PAGE EXTRACT -
++++++

By Gina Lee
Investing.com – Asia Pacific stocks were up on Thursday morning, after China took action to calm recent market turbulence, while the U.S. Federal Reserve said more economic progress was needed before it begins asset tapering.
Japan’s Nikkei 225 was up 0.48% by 10:43 PM ET (2:43 AM GMT) and South Korea’s KOSPI inched up 0.03%.
In Australia, the ASX 200 was up 0.38%, with the Reserve Bank of Australia (RBA) expected to delay its planned asset tapering as it hands down its policy decision in the following week. The delay comes a mere four weeks after the plans were announced and extended lockdowns in Sydney are also expected to take a toll on the economy.
RBA currently plans to begin asset tapering in September, with a review to follow a few months later.
Hong Kong’s Hang Seng Index jumped 2.11%. China’s Shanghai Composite rose 0.91% and the ShenzhenComponent rose 1.97%. Investors continue to await the impact of a call reportedly led by China Securities Regulatory Commission (CSRC) Vice Chairman Fang Xingha and executives at major investment banks.
The hastily-convened was an attempt by CSRC, China’s securities regulator, to calm a multi-day selloff in Chinese and Hong Kong shares sparked by the recent crackdown on several sectors, including private education.
"The message is that profit has not become a dirty word in the Chinese system of 'Socialism with Chinese characteristics', only in certain sectors... how successful the messaging by the authorities will be in putting a floor under the broader Chinese stock market remains to be seen,” NAB head of FX strategy Ray Attrill told Reuters.

++++++

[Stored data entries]
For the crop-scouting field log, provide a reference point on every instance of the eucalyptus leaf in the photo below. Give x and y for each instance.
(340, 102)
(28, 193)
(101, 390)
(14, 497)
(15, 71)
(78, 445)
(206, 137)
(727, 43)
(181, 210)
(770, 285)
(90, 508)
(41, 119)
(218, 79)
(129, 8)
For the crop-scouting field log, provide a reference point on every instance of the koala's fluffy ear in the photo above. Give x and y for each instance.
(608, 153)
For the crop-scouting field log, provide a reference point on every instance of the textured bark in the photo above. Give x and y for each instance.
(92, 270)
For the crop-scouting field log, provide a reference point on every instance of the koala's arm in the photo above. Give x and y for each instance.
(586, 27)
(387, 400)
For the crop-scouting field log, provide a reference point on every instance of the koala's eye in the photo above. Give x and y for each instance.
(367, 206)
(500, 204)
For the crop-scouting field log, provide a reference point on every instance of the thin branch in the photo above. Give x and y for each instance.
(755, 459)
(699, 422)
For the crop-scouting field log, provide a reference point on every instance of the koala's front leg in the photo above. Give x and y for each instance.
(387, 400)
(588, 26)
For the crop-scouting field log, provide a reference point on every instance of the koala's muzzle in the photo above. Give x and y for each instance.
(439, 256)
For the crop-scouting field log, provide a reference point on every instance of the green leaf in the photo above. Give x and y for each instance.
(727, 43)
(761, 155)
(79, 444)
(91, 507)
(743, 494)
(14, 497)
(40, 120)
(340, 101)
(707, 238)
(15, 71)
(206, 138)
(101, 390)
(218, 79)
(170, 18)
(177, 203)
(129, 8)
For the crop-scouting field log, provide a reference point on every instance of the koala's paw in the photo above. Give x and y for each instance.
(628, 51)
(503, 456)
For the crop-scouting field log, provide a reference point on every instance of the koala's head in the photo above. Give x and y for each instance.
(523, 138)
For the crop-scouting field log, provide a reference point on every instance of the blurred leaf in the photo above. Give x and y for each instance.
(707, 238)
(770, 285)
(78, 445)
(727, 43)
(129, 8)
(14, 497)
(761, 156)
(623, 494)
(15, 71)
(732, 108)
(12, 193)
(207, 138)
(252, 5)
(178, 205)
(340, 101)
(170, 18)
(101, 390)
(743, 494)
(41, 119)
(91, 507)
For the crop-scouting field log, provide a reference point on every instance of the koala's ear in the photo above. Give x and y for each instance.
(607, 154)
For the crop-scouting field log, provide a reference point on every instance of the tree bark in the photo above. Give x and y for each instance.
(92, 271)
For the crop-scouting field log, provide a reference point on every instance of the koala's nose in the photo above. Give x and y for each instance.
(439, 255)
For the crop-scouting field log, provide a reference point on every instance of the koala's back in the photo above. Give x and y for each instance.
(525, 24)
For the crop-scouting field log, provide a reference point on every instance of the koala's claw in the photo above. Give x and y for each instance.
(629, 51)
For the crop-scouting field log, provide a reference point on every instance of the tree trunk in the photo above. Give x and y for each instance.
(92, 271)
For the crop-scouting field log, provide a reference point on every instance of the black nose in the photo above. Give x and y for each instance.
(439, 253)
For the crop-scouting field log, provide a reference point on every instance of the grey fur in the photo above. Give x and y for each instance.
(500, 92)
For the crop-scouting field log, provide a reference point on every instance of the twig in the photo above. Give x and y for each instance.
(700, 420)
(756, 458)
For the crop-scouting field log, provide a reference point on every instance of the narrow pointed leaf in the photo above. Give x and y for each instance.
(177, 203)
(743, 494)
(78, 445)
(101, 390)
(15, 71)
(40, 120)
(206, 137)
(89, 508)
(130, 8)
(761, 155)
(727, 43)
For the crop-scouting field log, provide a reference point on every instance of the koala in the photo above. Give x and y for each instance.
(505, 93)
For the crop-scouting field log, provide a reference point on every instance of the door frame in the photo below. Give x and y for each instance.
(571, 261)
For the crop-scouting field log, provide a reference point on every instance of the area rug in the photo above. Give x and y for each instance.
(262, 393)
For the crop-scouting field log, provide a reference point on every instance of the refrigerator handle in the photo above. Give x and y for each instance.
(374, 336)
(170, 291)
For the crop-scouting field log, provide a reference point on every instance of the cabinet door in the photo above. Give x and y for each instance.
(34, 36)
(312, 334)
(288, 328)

++++++

GOAL OF THE EXERCISE - Please continue the news report on Asia Pacific stock markets, starting after its final sentence.

RESPONSE TO THE EXERCISE -
In the U.S., the Fed kept interest rates in a target range between zero and 0.25% as it handed down its policy decision on Wednesday. Although officials discussed how to begin asset tapering, no details on the timing were given. Fed Chairman Jerome Powell did say, however, that it would still be a while before conditions for asset tapering are met. The central bank also reiterated that inflation is likely to be transitory and linked to the economic re-opening from COVID-19.
However, the spread of COVID-19 cases involving the Delta strain globally and the ripple effects from the Chinese crackdown remain as risks.
“While the economy appears to be inching closer, the Fed has not yet seen sufficiently outsized data to warrant a meaningful policy change... as a result, we expect the markets to remain volatile in the near-term, driven largely by this season’s remaining corporate earnings announcements, key upcoming economic data reports and the pace of progress in curtailing COVID-19,” AXS Investments LLC chief executive officer Greg Bassuk told Bloomberg.
Meanwhile, U.S. second-quarter GDP data is due later in the day. A bipartisan group of senators and the White House also reached a tentative agreement on a $550 billion infrastructure package, which forms part of U.S. President Joe Biden’s economic agenda.